Job 1: Reproduce the part of the reply on reward model ensembles between "Computational expense of" and "weight space [4].", inclusive.
-- START Text excerpt --
Thanks for the careful consideration of our submission! We were happy that you found the results convincing and the analysis insightful.

Computational expense of multiple pretrains: we agree, with two caveats. First, the effort to create a pretrain ensemble could be amortized across many reward models (as we have done in our own experiments), and might also be useful for instruction tuning. Second, our work motivates the search for more sophisticated strategies that may yield similar benefits to full-scale ensembling at lower cost, such as, e.g. LoRA ensembles [1, 2] and weight-space averaging [3] after projection into a shared weight space [4].

Ensemble diversity: as shown in Figure 3 the ensemble makes diverse predictions even before RLHF. Fine-tune ensembles have an average rank correlation between .45 and .62 on five outputs from the same reference model, and the average rank correlation for pretrain ensembles is significantly lower. That said, we agree that more could be done to encourage diversity in finetune ensembles, and the reviewer's suggestion of a bootstrap ensemble seems particularly promising. Our focus on random seed variability aligns with our emphasis on underspecification on deep networks from in-distribution training data [5], but we agree that other sources of variability are of interest.
-- END Text excerpt --
-- START Data provided --
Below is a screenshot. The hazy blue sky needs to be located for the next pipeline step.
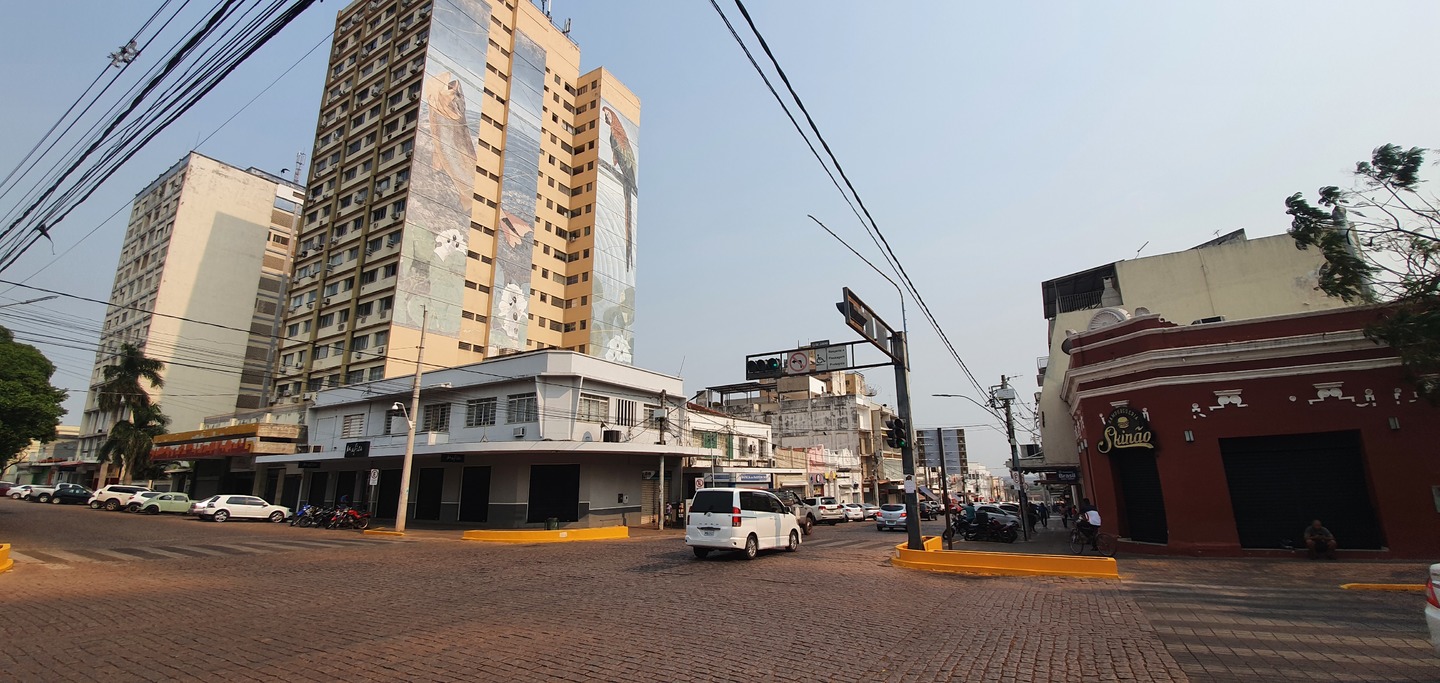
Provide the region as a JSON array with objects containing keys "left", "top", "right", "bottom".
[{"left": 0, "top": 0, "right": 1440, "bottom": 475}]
-- END Data provided --
-- START Data provided --
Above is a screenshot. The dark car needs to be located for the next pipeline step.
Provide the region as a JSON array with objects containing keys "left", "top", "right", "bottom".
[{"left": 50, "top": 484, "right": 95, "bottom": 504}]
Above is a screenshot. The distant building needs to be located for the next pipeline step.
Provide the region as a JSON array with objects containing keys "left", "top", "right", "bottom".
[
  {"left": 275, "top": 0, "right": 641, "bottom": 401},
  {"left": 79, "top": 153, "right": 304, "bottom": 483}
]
-- END Data provided --
Job 2: How many lines in the rows above contain the string "needs"? Reply with the number alone.

Task output 1:
Computational expense of multiple pretrains: we agree, with two caveats. First, the effort to create a pretrain ensemble could be amortized across many reward models (as we have done in our own experiments), and might also be useful for instruction tuning. Second, our work motivates the search for more sophisticated strategies that may yield similar benefits to full-scale ensembling at lower cost, such as, e.g. LoRA ensembles [1, 2] and weight-space averaging [3] after projection into a shared weight space [4].

Task output 2: 3